WHAT THE TASK REQUIRES: For each statement (a), (b) and (c), say whether it agrees with the ethanol vehicles text below, answering yes or no and quoting the deciding words of the text. (a) Flex-fuel vehicles sold in the U.S. can run on a blend of up to 85 percent ethanol. (b) In Brazil, cars running on pure ethanol have the same starting problems as cars in New England in January. (c) Gasoline would have to be added to pure ethanol at the pump to avoid alcohol taxes.

TEXT BLOCK:
+ + + +

General Motors, Ford, Chrysler and other automakers make flex-fuel vehicles for the U.S. market that can run on a blend of up to 85 percent ethanol, but an ethanol-only vehicle would flop here because it would be nearly impossible to start in chilly weather.

"With cold-start needs, you need enough gasoline to provide that volatility" to start an engine, said Alan Adler, a GM spokesman. In Brazil's milder climes, cars running on pure ethanol don't have the starting issues of those in, say, New England in January.

And don't even think about putting pure ethanol into a car meant to run on E85. Ethanol is highly corrosive and can damage the parts of a car that isn't designed to handle it.

Another hitch: A gas pump dispensing 100 percent ethanol - otherwise known as grain alcohol - is giving you something that is, at least conceivably, drinkable. Gasoline would have to be added to avoid alcohol taxes, Adler said.

+ + + +

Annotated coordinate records
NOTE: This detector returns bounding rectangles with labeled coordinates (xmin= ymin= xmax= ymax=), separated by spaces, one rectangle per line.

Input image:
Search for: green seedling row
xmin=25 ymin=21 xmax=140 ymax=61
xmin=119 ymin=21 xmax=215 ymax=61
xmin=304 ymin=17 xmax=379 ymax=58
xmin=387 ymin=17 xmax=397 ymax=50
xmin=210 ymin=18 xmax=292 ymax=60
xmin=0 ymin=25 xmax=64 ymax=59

+ + + +

TASK ANSWER:
(a) Yes: "make flex-fuel vehicles for the U.S. market that can run on a blend of up to 85 percent ethanol"
(b) No: "In Brazil's milder climes, cars running on pure ethanol don't have the starting issues of those in, say, New England in January."
(c) Yes: "Gasoline would have to be added to avoid alcohol taxes"